TASK
Recast the listing below as a numbered list, one item per line, and leave out the blank lines.
..............................
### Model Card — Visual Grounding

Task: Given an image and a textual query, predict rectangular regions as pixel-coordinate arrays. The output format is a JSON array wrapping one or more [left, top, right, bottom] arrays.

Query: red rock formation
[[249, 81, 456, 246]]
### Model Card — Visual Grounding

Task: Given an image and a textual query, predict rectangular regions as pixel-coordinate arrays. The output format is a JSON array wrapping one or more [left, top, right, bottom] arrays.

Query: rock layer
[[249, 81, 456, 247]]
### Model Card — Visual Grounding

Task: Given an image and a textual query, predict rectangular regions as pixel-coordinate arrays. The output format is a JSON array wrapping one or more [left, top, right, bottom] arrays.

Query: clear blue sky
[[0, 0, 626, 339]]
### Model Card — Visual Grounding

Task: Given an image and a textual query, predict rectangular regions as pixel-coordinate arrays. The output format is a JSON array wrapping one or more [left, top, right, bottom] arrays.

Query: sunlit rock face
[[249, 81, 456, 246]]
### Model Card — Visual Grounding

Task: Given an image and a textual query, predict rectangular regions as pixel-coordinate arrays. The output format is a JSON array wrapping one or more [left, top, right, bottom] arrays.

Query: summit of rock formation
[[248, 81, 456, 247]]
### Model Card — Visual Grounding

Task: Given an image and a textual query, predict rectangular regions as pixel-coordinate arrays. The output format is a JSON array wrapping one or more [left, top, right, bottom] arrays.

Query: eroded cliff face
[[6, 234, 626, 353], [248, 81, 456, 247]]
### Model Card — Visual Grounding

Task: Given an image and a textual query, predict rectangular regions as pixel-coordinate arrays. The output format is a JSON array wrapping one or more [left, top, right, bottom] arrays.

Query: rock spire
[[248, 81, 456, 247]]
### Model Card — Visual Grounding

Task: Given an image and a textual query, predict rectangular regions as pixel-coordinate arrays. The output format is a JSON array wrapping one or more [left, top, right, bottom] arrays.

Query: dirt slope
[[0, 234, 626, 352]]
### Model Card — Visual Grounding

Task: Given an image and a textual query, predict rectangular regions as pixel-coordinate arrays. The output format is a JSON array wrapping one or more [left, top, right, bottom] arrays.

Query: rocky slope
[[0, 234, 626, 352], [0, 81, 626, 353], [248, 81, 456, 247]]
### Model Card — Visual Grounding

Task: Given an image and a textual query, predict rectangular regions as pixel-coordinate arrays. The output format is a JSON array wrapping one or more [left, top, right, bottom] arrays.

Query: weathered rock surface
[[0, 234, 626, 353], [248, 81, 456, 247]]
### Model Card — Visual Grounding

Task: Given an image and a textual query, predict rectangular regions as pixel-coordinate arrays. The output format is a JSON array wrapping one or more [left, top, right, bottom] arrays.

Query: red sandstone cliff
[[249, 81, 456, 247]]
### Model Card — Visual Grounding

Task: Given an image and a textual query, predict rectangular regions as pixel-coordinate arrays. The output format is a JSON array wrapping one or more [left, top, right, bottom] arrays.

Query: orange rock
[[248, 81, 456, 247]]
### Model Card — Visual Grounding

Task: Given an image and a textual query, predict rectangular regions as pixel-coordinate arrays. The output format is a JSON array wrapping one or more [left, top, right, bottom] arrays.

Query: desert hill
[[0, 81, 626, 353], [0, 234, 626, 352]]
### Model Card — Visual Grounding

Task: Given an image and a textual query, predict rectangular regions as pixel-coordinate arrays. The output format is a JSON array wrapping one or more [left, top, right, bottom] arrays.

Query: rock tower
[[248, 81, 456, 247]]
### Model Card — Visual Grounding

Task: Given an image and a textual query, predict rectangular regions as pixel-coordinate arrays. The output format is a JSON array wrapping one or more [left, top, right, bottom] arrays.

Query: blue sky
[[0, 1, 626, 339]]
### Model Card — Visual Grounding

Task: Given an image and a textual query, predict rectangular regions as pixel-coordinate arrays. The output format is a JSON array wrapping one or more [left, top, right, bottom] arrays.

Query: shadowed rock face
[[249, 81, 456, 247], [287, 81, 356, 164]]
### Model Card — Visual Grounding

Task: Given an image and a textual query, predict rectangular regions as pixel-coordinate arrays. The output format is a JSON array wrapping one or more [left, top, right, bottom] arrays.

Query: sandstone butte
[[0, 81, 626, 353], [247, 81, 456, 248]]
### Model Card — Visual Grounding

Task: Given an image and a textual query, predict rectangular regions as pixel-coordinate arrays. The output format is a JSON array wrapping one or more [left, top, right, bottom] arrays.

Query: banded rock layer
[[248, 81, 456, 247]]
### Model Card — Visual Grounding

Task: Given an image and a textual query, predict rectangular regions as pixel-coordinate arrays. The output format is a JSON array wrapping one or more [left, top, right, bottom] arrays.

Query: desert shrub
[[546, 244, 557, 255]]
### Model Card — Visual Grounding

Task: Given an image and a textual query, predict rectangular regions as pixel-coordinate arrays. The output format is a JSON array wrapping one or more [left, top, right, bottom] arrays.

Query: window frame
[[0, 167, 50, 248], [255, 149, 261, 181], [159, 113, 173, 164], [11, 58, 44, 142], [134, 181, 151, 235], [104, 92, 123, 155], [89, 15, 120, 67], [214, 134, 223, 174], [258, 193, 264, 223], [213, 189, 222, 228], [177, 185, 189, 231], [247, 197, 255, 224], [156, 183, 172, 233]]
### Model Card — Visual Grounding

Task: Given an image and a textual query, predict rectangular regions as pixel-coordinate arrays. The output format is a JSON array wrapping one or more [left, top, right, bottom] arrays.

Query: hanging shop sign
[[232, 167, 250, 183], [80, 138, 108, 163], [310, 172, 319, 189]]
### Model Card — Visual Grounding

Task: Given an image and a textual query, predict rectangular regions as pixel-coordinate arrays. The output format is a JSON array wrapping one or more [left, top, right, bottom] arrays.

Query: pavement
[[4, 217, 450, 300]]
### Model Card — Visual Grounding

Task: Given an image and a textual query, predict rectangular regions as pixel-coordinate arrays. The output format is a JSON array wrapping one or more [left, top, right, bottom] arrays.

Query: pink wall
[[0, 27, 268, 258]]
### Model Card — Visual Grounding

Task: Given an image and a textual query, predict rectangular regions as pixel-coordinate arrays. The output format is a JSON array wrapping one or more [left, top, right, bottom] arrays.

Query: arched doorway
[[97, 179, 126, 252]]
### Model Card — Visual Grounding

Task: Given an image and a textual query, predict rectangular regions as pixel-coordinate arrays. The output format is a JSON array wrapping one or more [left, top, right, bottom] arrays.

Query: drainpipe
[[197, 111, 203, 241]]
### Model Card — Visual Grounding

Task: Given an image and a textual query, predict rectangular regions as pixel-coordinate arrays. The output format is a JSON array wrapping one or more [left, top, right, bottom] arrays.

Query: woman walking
..............................
RESPONSE TO THE EXERCISE
1. ### Model Card — Visual Grounding
2. Task: Given an image and a textual query, predict rectangular regions as pixel-coordinate arrays. The output format is a JSON array wrapping one or more [left, top, right, bottom] arrays.
3. Query: red rock formation
4. [[249, 81, 456, 246]]
5. ### Model Card — Visual Grounding
6. Task: Given an image and a textual query, predict rectangular regions as pixel-coordinate arrays. The output format is a JSON array wrapping one or more [left, top, right, bottom] arrays.
7. Query: rock layer
8. [[249, 81, 456, 247]]
9. ### Model Card — Visual Grounding
10. Task: Given an image and a textual query, predict rectangular regions as pixel-coordinate arrays. The output format is a JSON array wrapping one or more [left, top, right, bottom] arrays.
11. Query: clear blue sky
12. [[0, 0, 626, 339]]
13. ### Model Card — Visual Grounding
14. Task: Given an image and a textual query, predict rectangular regions as pixel-coordinate arrays. The output format is a JSON array wrapping one or more [left, top, right, bottom] arrays.
15. Query: sunlit rock face
16. [[249, 81, 456, 246]]
17. ### Model Card — Visual Grounding
18. Task: Given an image and a textual query, predict rectangular regions as pixel-coordinate arrays. The output format is a JSON array wrapping one or more [left, top, right, bottom] arrays.
19. Query: summit of rock formation
20. [[248, 81, 456, 247]]
21. ### Model Card — Visual Grounding
22. Task: Given an image and a textual query, predict rectangular regions as pixel-coordinate arrays. The output format is a JSON array wrapping one or more [left, top, right, bottom] arrays.
23. Query: eroded cliff face
24. [[6, 234, 626, 353], [248, 81, 456, 247]]
25. ### Model Card — Visual Grounding
26. Task: Given an image and a textual query, predict rectangular regions as pixel-coordinate arrays. The output format is a JSON array wrapping one or more [left, top, right, bottom] arrays.
27. Query: rock spire
28. [[248, 81, 456, 247]]
29. ### Model Card — Visual Grounding
30. Task: Given an image and a textual query, predict rectangular regions as pixel-coordinate arrays. The output format is a JSON array wrapping one or more [left, top, right, bottom] arrays.
31. Query: dirt slope
32. [[0, 234, 626, 352]]
33. ### Model Card — Visual Grounding
34. Task: Given an image and a textual query, predict rectangular regions as pixel-coordinate arrays. The output format is a JSON array wrapping one or more [left, top, right, bottom] arrays.
35. Query: rocky slope
36. [[0, 234, 626, 352], [0, 81, 626, 353], [248, 81, 456, 247]]
37. ### Model Card — Visual Grounding
38. Task: Given an image and a textual query, predict rectangular regions as pixel-coordinate arrays. The output format is a JSON array wrapping one or more [left, top, right, bottom] arrays.
39. Query: weathered rock surface
40. [[0, 234, 626, 353], [248, 81, 456, 247]]
41. ### Model Card — Visual Grounding
42. Task: Given an image and a textual query, predict rectangular regions as pixel-coordinate arrays. The output format is a JSON array wrapping one or more [left, top, right, bottom] arrays.
43. Query: red sandstone cliff
44. [[249, 81, 456, 247]]
45. ### Model Card — Visual Grounding
46. Task: Given an image and a textual query, predict rectangular regions as pixel-coordinate arrays. The output format is a JSON array wrapping one or more [left, top, right, bottom] arrays.
47. Query: orange rock
48. [[248, 81, 456, 247]]
49. ### Model Card — Visual Grounding
50. Task: Given an image and a textual query, predict rectangular regions as pixel-coordinate arrays. The output format is a JSON array wrapping one or more [left, top, right, bottom] arrays.
51. Query: desert hill
52. [[0, 81, 626, 353], [0, 234, 626, 352]]
53. ### Model Card — Visual Grounding
54. Task: Given an image and a textual query, predict rectangular regions as pixel-coordinate arrays. The output format is a JSON array wrapping one or more [left, top, right, bottom] arrays.
55. Query: rock tower
56. [[248, 81, 456, 247]]
57. ### Model Card — Visual Grounding
58. Task: Given an image and a textual query, predict rectangular regions as pixel-coordinate arrays. The output format is a JSON array wrapping one or more [left, top, right, bottom] arrays.
59. Query: blue sky
60. [[0, 1, 626, 339]]
61. ### Model Card — Visual Grounding
62. Task: Given an image and a textual query, predict rectangular regions as pixel-coordinate arrays. The output format is a JSON array wrapping one or more [left, top, right, bottom] arrays.
63. Query: shadowed rock face
64. [[249, 81, 456, 247], [287, 81, 356, 164]]
65. ### Model Card — Visual Grounding
66. Task: Given an image and a textual query, predict rectangular regions as pixel-coordinate arrays. The output format is a JSON array wrapping one or more [left, top, right, bottom] arrays.
67. Query: sandstone butte
68. [[0, 81, 626, 353], [247, 81, 456, 248]]
69. ### Model Card — Visual Grounding
70. Task: Given an image and a textual query, predict rectangular regions as pixel-coordinate arrays. The output format is a JSON array wrapping one or more [left, top, right, bottom] arrays.
71. Query: banded rock layer
72. [[248, 81, 456, 247]]
73. ### Model Card — Visual Grounding
74. Task: Given an image and a textual query, predict rectangular regions as pixel-coordinate arrays. The output format is a JSON array wrapping one or more [left, top, right, bottom] arrays.
75. Query: desert shrub
76. [[546, 244, 557, 255]]
77. ### Model Card — Visual Grounding
78. Task: Given an image and a textual query, predict rectangular regions as pixel-coordinate arrays. The output format is a JSON array wrapping one or more [left, top, right, bottom] arrays.
79. Query: window frame
80. [[0, 167, 50, 248], [255, 149, 261, 181], [159, 113, 173, 164], [11, 58, 44, 142], [134, 181, 151, 235], [104, 92, 123, 155], [89, 15, 120, 67], [214, 134, 223, 174], [258, 193, 264, 223], [213, 189, 222, 228], [177, 185, 189, 231], [247, 197, 255, 224], [156, 183, 172, 233]]
81. ### Model Card — Visual Grounding
82. Task: Given an image and a textual query, predict rectangular regions as pixel-coordinate arrays. The output format is a JSON array wrapping one or more [left, top, right, bottom] arrays.
83. Query: hanging shop sign
84. [[232, 167, 250, 183], [80, 138, 108, 163], [310, 172, 319, 189]]
85. ### Model Card — Visual Grounding
86. Task: Given an image and a textual query, predict rectangular regions as pixel-coordinate arrays. The output format is a JSON array wrapping one or more [left, top, right, bottom] arrays.
87. Query: pavement
88. [[4, 217, 450, 300]]
89. ### Model Card — Visual Grounding
90. Task: Given an image and a textual query, predict rectangular regions as pixel-coordinate arrays. The output format is a JSON array wrapping one or more [left, top, right, bottom] arrays.
91. Query: pink wall
92. [[0, 27, 268, 258]]
93. ### Model Card — Visual Grounding
94. Task: Given an image and a textual query, predict rectangular regions as pixel-coordinate arrays. The output format is a JSON array wrapping one or more [left, top, right, bottom] arrays.
95. Query: arched doorway
96. [[97, 179, 126, 252]]
97. ### Model Card — Visual Grounding
98. Task: Given an image and a textual query, predict rectangular regions as pixel-coordinate arrays. The output format is a JSON array wrapping one or more [left, top, right, bottom] arrays.
99. Query: drainpipe
100. [[197, 111, 203, 241]]
101. ### Model Card — Visual Grounding
102. Task: Given an image and a textual query, predict rectangular regions as pixel-coordinate arrays. The output format is a JSON array wrapping one or more [left, top, right, bottom] arrays.
103. Query: woman walking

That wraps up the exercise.